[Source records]
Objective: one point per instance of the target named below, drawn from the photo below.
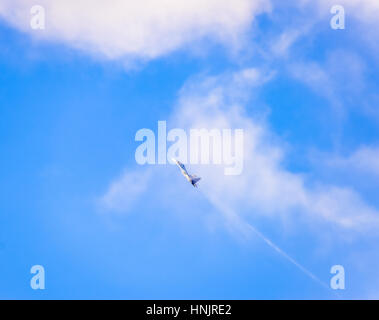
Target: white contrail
(286, 256)
(236, 220)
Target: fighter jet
(191, 178)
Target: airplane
(191, 178)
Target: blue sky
(74, 200)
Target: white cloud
(137, 29)
(265, 186)
(124, 191)
(365, 160)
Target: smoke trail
(286, 256)
(242, 226)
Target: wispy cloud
(265, 186)
(138, 30)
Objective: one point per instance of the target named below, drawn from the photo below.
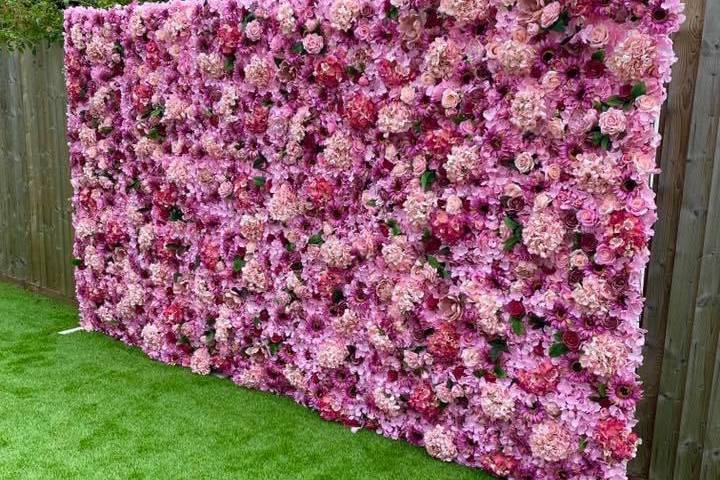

## Short exercise
Please rewrite every line of the data above as a numbered list, skipping any blank lines. Leave the pictures out of your answer.

## Answer to this task
1. Objective: one point per instance of the target named below, drawn from the photo below.
2. Target: white contrail
3. (286, 256)
4. (236, 220)
5. Target: fighter jet
6. (191, 178)
7. Target: airplane
8. (191, 178)
9. Target: blue sky
10. (74, 200)
11. Target: white cloud
12. (137, 29)
13. (265, 186)
14. (124, 191)
15. (365, 160)
16. Target: smoke trail
17. (286, 256)
18. (242, 226)
19. Target: wispy cloud
20. (265, 186)
21. (138, 30)
22. Objective: one point per instance of the target named below, drawn from the photo below.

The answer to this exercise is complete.